Rewrite the records from the line containing "the red cloth" through the end of the records, replacing "marker" with "pin" and changing nothing else.

Start of RECORDS SHOWN

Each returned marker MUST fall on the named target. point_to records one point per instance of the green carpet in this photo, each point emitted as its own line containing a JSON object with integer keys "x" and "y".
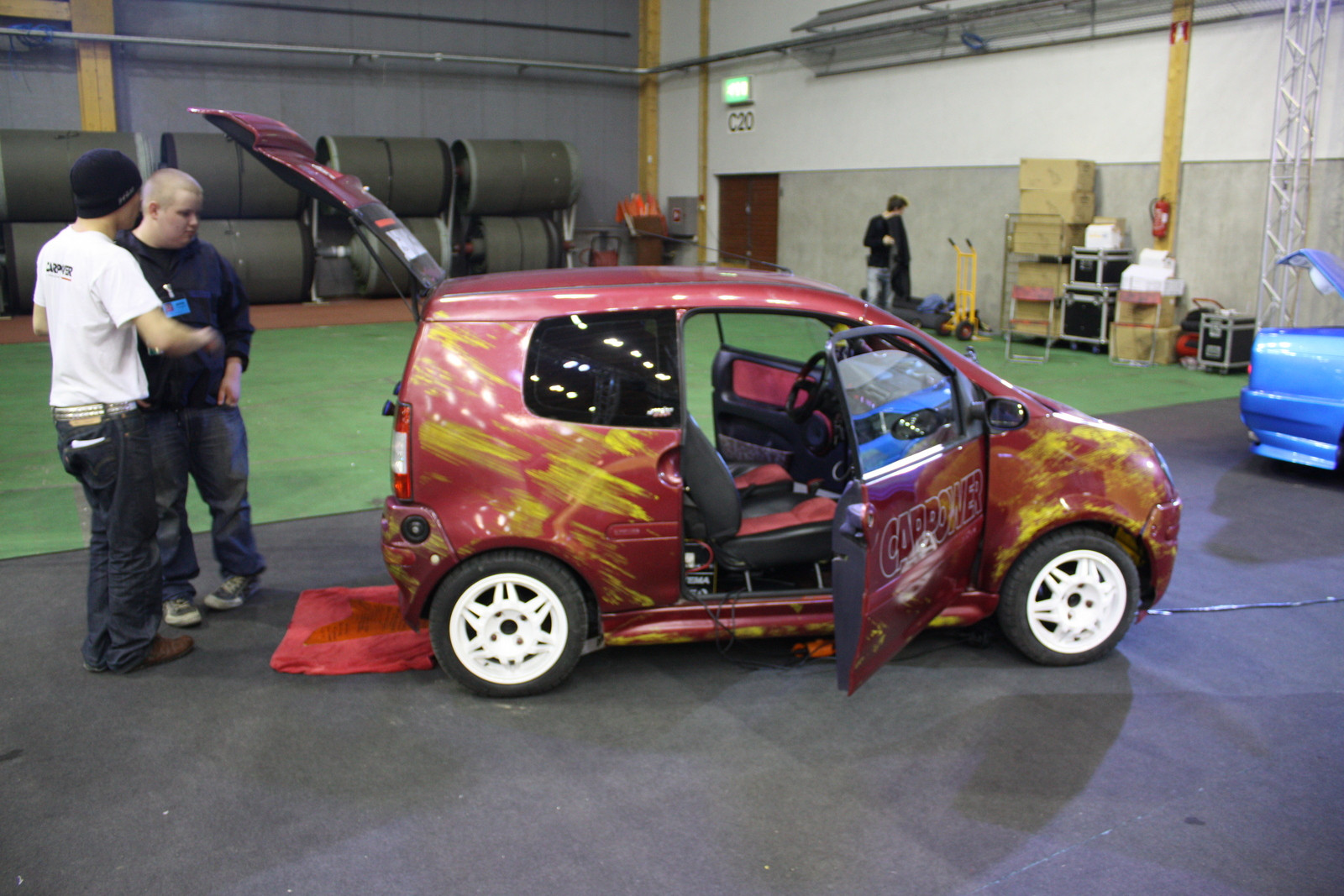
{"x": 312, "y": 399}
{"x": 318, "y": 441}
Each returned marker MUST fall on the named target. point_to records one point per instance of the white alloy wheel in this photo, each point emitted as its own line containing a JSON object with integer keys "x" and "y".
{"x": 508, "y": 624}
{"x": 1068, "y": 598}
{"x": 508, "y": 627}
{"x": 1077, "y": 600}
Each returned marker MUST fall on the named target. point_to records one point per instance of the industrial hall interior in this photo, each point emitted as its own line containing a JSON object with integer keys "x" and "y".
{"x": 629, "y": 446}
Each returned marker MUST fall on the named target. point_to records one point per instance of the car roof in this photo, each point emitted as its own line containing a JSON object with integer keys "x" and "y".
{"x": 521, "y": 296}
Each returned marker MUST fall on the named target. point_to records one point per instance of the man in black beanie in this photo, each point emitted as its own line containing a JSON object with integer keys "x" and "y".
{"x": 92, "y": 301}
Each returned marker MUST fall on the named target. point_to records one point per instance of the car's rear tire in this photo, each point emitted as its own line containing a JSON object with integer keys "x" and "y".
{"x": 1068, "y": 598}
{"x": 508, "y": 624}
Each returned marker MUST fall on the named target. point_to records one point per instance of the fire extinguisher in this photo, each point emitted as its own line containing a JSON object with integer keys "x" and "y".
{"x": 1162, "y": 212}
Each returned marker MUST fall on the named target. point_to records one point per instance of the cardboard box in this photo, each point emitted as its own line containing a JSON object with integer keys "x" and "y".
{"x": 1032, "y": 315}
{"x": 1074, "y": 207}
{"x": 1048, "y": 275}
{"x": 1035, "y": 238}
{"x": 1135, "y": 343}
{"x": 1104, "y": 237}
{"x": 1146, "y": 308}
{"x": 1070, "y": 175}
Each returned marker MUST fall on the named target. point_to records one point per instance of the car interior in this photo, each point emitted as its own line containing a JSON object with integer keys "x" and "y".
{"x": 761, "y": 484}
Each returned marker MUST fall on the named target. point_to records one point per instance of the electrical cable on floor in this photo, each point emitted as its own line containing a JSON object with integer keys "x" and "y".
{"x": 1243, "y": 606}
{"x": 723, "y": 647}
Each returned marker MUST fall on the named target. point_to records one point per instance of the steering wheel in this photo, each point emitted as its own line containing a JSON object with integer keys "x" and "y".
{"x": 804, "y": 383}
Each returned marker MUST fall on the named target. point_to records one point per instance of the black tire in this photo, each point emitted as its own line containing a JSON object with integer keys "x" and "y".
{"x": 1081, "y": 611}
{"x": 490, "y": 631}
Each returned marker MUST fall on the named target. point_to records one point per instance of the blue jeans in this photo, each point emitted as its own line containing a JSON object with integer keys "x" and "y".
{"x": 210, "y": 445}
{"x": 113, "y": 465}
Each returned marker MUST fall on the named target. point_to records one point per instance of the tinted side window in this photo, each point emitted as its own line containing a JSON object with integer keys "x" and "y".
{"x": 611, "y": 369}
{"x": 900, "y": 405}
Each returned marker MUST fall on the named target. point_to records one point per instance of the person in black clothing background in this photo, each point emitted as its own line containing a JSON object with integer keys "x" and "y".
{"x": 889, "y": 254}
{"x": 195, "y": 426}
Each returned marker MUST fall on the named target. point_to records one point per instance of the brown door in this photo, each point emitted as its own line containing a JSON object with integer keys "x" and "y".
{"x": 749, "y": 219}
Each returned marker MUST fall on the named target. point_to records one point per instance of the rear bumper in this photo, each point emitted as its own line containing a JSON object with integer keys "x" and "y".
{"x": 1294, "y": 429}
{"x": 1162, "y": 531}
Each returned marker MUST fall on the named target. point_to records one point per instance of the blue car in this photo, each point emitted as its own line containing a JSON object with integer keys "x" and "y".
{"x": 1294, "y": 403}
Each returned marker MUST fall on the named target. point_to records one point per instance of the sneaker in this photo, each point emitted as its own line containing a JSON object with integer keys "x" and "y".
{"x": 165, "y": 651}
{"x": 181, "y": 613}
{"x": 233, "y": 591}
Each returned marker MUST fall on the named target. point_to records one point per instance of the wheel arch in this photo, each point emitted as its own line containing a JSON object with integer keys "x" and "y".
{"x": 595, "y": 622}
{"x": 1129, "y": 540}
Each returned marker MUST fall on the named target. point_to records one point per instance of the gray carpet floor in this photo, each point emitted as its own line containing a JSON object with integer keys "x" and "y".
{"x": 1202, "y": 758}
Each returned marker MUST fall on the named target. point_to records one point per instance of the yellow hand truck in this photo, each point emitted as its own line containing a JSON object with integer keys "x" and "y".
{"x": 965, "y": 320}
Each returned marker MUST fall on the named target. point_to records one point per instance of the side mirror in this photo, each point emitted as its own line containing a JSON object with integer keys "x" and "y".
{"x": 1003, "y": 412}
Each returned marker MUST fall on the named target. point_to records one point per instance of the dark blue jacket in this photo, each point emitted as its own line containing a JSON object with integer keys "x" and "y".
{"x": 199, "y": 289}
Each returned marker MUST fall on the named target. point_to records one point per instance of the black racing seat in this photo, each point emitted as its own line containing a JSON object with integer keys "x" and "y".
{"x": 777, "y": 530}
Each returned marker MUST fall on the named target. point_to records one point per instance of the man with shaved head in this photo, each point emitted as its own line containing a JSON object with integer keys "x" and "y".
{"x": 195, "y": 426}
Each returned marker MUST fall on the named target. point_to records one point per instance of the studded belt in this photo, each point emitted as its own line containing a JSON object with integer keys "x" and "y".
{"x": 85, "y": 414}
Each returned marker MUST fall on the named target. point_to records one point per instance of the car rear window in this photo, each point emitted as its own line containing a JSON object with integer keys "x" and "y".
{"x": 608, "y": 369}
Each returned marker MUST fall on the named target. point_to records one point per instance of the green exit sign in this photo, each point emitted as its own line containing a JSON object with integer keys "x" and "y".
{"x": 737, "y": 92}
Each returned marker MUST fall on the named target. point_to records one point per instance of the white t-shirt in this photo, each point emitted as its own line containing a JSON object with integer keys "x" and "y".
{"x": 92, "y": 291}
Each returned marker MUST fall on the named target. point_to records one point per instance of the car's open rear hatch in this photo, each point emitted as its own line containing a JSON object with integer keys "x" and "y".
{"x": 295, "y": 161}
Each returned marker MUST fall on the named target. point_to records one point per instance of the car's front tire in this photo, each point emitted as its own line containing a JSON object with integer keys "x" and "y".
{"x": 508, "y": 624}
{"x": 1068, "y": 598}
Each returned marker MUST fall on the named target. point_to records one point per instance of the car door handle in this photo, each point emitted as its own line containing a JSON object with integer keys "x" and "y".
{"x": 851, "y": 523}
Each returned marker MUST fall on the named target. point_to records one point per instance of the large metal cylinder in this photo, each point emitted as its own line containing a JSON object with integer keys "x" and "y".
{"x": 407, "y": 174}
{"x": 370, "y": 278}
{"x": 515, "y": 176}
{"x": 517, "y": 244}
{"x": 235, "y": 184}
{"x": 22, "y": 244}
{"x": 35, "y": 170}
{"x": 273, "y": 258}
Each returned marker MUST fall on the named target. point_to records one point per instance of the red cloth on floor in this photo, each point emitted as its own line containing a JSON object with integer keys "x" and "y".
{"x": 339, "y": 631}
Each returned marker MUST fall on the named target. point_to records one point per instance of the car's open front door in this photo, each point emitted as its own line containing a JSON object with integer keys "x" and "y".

End of RECORDS SHOWN

▸ **WORKED SOLUTION**:
Each returned pin MUST fall on the named target. point_to records one point per instance of the red cloth on floor in this photo, each point emitted as its own line containing a JSON object with integer keys "x" and "y".
{"x": 339, "y": 631}
Each returned pin MUST fall on the named target. point_to records one point per instance of the car's open front door in this photo, each point emitted as its own line containing a JSON object with integer keys "x" and "y".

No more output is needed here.